▶ **Data for the task**
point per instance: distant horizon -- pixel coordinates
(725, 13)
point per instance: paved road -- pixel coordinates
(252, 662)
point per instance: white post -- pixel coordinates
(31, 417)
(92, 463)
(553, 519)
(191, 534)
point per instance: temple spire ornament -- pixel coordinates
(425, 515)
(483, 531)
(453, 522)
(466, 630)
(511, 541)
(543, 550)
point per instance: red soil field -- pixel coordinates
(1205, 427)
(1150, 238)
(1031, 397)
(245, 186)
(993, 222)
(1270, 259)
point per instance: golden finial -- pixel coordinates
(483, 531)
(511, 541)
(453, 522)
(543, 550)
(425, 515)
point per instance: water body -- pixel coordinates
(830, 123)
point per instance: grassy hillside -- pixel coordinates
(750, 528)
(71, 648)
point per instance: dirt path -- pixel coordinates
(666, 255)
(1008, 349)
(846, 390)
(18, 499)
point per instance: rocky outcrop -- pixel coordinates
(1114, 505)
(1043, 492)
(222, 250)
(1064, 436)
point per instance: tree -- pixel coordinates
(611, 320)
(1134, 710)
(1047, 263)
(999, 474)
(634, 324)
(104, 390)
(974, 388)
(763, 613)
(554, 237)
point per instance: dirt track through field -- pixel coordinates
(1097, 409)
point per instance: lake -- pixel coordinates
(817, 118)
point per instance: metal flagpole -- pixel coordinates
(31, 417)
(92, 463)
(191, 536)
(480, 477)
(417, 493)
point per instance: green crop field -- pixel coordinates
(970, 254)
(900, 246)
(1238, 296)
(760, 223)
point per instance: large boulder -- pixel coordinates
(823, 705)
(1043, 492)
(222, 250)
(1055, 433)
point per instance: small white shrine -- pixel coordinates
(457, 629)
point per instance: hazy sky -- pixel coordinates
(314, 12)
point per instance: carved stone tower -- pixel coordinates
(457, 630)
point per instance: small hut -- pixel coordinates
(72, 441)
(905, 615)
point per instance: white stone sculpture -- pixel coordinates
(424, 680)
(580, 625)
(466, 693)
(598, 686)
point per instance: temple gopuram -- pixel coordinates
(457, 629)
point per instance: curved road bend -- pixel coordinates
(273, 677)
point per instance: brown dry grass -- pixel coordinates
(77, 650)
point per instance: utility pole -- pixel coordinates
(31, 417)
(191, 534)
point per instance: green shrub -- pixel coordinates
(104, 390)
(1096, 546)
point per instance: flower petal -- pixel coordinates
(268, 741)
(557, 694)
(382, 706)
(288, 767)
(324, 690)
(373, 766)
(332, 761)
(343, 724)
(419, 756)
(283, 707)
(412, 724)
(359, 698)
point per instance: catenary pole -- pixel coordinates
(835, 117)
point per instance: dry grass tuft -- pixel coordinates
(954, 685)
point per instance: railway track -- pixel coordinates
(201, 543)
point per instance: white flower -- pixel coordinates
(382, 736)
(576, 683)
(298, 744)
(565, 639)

▶ **Exercise brief**
Please turn every line of the material above into a Markdown table with the columns "Row" and "Line", numbering each row and leaving out blank lines.

▶ **Response to the task**
| Row | Line |
|---|---|
| 1 | point per instance: distant horizon -- pixel coordinates |
| 2 | (725, 13) |
| 3 | point per instance: paved road -- pixel coordinates |
| 4 | (252, 662) |
| 5 | point per instance: white post -- pixel coordinates |
| 6 | (31, 417) |
| 7 | (92, 463) |
| 8 | (553, 519) |
| 9 | (191, 534) |
| 10 | point per instance: temple spire ornament -- pixel coordinates |
| 11 | (425, 515) |
| 12 | (483, 531) |
| 13 | (453, 522) |
| 14 | (466, 630) |
| 15 | (511, 541) |
| 16 | (543, 550) |
| 17 | point per instance: red soil field -- pixel coordinates |
| 18 | (1205, 427) |
| 19 | (1150, 238) |
| 20 | (1031, 397) |
| 21 | (245, 186) |
| 22 | (993, 222) |
| 23 | (1270, 259) |
| 24 | point per instance: golden finial -- pixel coordinates |
| 25 | (483, 531) |
| 26 | (511, 541) |
| 27 | (453, 522) |
| 28 | (543, 550) |
| 29 | (425, 515) |
| 30 | point per instance: water body -- pixel coordinates |
| 31 | (830, 123) |
| 32 | point per instance: grassy hillside -- pixel coordinates |
| 33 | (750, 528) |
| 34 | (71, 648) |
| 35 | point per instance: dirt path -- pixel coordinates |
| 36 | (666, 255) |
| 37 | (1008, 349) |
| 38 | (846, 390) |
| 39 | (18, 499) |
| 40 | point per instance: rocky outcrop -- pixel coordinates |
| 41 | (1114, 505) |
| 42 | (1043, 492) |
| 43 | (222, 250) |
| 44 | (1064, 436) |
| 45 | point per instance: tree -- pixel coordinates |
| 46 | (611, 320) |
| 47 | (1134, 710) |
| 48 | (1047, 263) |
| 49 | (999, 474) |
| 50 | (634, 324) |
| 51 | (104, 390) |
| 52 | (974, 388) |
| 53 | (763, 613) |
| 54 | (554, 237) |
| 55 | point per instance: dirt track through field -- pixel coordinates |
| 56 | (1097, 409) |
| 57 | point per instance: lake -- pixel coordinates |
| 58 | (817, 118) |
| 59 | point per instance: metal flagpole -- pixel coordinates |
| 60 | (31, 417) |
| 61 | (92, 463) |
| 62 | (191, 536) |
| 63 | (480, 477) |
| 64 | (417, 493) |
| 65 | point per instance: green crop field -- pixel coordinates |
| 66 | (970, 254) |
| 67 | (900, 246) |
| 68 | (1238, 296) |
| 69 | (760, 223) |
| 70 | point per instance: large boulder -- pixel coordinates |
| 71 | (823, 705) |
| 72 | (1043, 492) |
| 73 | (222, 250) |
| 74 | (1055, 433) |
| 75 | point per instance: small white shrine -- pixel coordinates |
| 76 | (457, 629) |
| 77 | point per instance: hazy sky -- pixel coordinates |
| 78 | (314, 12) |
| 79 | point per instance: carved stone tower -- pixel coordinates |
| 80 | (457, 630) |
| 81 | point per instance: small hut -- pixel coordinates |
| 82 | (72, 441) |
| 83 | (905, 615) |
| 84 | point per instance: white stone sculpture -- pixel coordinates |
| 85 | (424, 680) |
| 86 | (580, 625) |
| 87 | (466, 693) |
| 88 | (598, 686) |
| 89 | point per instance: temple gopuram -- pixel coordinates |
| 90 | (457, 629) |
| 91 | point per instance: curved road bend -- pixel coordinates |
| 92 | (273, 677) |
| 93 | point per instance: brown dry grass -- pixel coordinates |
| 94 | (77, 650) |
| 95 | point per instance: utility pole -- pixel coordinates |
| 96 | (31, 417) |
| 97 | (191, 534) |
| 98 | point per instance: green shrub -- pixel coordinates |
| 99 | (104, 390) |
| 100 | (1096, 546) |
| 101 | point per instance: flower petal -- pixel coordinates |
| 102 | (268, 741) |
| 103 | (557, 694) |
| 104 | (382, 706) |
| 105 | (288, 767) |
| 106 | (324, 690) |
| 107 | (373, 766) |
| 108 | (332, 761) |
| 109 | (343, 724) |
| 110 | (419, 756) |
| 111 | (283, 707) |
| 112 | (412, 724) |
| 113 | (359, 698) |
| 114 | point per instance: catenary pole -- pixel coordinates |
| 115 | (835, 117) |
| 116 | point per instance: dry grass tuft -- pixel coordinates |
| 117 | (954, 685) |
| 118 | point per instance: railway track -- pixel coordinates |
| 119 | (201, 543) |
| 120 | point per instance: white flower -- pixel coordinates |
| 121 | (382, 736) |
| 122 | (576, 683) |
| 123 | (298, 744) |
| 124 | (565, 639) |